Where in the listing does the string "Locate" appear? Copy every line that holds it.

───── TASK INPUT ─────

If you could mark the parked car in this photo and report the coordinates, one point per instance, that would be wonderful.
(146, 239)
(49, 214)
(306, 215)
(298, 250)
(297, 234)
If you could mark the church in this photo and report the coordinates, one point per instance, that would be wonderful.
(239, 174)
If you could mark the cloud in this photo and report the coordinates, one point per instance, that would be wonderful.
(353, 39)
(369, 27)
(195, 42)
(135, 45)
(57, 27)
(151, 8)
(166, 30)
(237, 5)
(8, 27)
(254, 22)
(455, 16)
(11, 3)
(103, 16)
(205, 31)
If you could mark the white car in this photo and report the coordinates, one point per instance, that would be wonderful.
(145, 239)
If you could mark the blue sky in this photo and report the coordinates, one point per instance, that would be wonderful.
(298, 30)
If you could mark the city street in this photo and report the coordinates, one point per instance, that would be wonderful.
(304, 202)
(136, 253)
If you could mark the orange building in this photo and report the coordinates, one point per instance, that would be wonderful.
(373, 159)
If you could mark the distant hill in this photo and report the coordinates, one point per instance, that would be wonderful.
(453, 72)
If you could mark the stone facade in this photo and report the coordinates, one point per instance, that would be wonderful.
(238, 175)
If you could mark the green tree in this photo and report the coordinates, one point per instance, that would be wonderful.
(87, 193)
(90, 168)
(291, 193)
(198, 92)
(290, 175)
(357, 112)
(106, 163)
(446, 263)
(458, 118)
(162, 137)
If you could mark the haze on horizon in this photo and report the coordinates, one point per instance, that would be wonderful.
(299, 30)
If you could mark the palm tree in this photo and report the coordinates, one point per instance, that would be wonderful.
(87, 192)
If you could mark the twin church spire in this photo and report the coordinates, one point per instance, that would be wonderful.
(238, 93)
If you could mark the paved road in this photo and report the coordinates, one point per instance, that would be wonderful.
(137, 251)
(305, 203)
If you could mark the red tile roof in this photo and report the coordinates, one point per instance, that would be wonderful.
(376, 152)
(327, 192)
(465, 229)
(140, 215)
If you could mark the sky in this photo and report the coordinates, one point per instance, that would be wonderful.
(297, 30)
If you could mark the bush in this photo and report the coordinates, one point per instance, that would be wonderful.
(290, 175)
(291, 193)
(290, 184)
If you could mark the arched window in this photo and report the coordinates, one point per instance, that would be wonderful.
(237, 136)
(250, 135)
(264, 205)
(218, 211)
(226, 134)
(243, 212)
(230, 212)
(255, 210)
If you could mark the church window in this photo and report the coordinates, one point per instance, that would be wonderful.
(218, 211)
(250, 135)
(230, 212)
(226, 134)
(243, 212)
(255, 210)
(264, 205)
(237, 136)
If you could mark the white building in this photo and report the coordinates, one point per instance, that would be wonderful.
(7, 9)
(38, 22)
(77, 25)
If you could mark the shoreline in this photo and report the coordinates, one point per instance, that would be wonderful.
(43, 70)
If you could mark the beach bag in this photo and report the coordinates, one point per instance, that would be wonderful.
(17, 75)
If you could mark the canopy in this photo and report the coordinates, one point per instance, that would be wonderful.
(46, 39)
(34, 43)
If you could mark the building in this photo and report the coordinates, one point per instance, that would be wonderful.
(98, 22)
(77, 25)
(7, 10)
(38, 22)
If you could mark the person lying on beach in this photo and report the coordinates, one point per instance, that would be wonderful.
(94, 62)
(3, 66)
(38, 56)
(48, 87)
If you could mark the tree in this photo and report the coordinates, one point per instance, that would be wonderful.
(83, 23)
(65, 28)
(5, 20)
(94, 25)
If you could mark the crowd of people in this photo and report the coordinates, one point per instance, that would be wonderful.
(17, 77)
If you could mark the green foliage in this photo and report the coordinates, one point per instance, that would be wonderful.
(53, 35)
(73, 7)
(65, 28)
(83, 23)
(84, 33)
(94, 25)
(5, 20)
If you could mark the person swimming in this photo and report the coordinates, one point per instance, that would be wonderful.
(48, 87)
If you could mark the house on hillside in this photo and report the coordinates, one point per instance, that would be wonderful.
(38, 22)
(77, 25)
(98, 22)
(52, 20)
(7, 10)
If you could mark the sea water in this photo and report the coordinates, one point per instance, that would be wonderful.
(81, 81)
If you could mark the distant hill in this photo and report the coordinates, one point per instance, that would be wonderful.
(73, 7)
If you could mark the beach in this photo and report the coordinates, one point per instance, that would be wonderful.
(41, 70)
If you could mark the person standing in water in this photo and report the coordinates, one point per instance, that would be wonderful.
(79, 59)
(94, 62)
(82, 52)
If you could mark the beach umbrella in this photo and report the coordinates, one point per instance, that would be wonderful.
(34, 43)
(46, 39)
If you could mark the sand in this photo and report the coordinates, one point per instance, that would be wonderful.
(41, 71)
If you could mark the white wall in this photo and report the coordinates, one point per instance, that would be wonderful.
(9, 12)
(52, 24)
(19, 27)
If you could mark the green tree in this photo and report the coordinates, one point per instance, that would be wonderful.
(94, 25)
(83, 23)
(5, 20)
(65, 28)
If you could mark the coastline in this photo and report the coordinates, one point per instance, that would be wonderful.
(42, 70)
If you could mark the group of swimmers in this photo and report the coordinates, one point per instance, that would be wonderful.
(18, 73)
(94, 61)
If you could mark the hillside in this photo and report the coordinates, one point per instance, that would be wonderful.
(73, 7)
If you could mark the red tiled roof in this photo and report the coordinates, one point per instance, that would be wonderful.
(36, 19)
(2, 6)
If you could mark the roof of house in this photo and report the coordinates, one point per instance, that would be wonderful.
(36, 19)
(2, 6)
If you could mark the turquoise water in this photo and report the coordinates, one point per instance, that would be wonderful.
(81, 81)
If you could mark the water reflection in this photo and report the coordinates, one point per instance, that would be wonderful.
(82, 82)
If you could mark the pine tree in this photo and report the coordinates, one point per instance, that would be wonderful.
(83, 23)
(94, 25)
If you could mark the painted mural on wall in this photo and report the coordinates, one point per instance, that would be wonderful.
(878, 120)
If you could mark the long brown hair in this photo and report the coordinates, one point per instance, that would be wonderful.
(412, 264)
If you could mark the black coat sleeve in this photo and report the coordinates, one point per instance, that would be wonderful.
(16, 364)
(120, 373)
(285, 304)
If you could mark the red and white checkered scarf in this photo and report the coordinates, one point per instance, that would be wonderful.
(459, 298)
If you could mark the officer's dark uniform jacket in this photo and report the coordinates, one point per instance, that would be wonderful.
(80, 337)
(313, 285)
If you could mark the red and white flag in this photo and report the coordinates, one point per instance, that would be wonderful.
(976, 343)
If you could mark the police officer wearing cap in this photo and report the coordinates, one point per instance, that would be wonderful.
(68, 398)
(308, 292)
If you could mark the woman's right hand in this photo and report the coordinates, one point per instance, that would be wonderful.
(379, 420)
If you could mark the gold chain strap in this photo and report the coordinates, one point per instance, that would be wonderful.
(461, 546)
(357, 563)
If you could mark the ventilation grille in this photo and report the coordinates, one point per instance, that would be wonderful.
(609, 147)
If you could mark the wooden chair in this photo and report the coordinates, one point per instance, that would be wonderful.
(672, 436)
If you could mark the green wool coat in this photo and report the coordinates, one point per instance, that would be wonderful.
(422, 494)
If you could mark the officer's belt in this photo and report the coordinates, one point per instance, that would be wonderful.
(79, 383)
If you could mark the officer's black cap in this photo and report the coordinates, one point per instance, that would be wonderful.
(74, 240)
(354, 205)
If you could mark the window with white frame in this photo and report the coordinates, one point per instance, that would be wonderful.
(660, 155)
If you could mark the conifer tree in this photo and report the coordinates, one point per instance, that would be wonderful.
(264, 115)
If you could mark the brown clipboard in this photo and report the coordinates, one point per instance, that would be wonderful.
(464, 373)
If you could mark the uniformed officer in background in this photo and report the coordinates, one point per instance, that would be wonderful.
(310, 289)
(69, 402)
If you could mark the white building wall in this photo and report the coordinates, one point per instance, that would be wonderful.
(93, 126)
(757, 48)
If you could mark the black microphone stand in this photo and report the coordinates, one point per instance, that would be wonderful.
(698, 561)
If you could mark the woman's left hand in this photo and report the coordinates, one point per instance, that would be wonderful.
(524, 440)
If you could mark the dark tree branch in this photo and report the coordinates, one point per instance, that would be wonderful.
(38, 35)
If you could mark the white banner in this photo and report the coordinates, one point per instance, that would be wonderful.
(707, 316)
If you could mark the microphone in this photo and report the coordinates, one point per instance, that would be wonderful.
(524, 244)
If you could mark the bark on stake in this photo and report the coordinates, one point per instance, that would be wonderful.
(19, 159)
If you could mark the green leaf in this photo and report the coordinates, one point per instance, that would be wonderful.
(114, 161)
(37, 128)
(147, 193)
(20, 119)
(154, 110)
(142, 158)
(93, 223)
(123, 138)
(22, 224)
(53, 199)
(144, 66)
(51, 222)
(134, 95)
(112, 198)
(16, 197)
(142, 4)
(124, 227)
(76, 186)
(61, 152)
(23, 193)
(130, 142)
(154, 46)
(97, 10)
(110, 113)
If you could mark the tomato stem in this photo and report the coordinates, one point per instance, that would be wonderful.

─────
───── TASK INPUT ─────

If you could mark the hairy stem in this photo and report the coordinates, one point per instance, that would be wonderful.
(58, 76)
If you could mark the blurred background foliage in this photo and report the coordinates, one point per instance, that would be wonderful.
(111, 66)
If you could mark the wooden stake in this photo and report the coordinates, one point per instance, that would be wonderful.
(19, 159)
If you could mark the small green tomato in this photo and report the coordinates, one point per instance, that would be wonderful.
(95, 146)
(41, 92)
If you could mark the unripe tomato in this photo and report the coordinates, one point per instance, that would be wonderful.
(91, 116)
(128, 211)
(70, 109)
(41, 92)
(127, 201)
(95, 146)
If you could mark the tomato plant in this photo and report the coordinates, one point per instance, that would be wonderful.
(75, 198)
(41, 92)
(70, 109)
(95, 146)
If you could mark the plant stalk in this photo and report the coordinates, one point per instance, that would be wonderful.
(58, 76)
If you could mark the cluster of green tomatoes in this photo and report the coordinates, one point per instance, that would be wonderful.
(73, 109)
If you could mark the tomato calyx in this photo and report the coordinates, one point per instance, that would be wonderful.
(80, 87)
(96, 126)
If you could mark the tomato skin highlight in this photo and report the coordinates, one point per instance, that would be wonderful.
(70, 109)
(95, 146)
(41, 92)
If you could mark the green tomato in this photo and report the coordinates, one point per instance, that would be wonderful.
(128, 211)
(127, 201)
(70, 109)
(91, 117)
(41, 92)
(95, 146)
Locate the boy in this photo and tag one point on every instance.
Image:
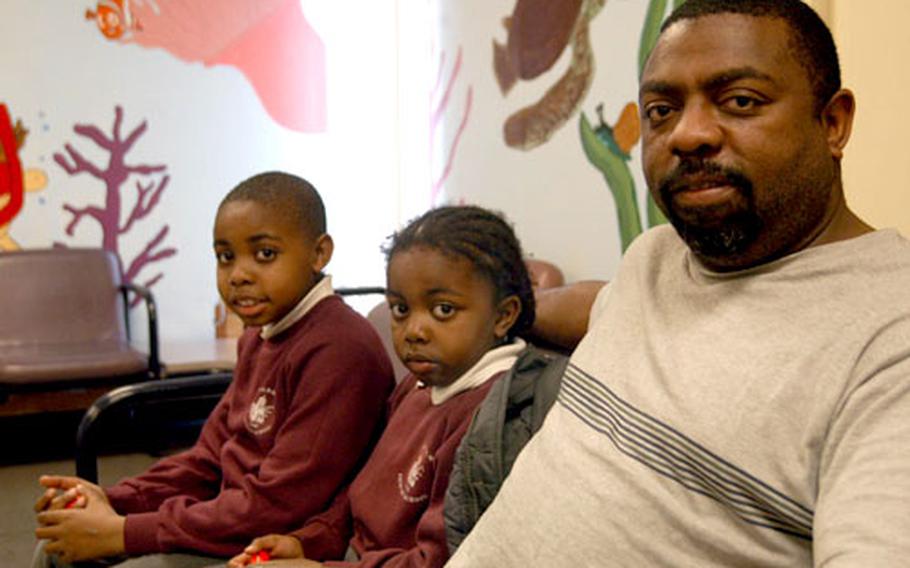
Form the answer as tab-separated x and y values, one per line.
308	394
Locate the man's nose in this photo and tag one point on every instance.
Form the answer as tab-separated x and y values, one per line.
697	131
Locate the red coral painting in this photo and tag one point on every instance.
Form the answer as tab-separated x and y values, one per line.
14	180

─────

### RESULT OF THIS TASK
Locate the boy in this photo and tag one point on every instance.
Locate the man's nose in this photo and tag one point on every instance.
Locate the red coral painting in this photo and tag one point on every instance.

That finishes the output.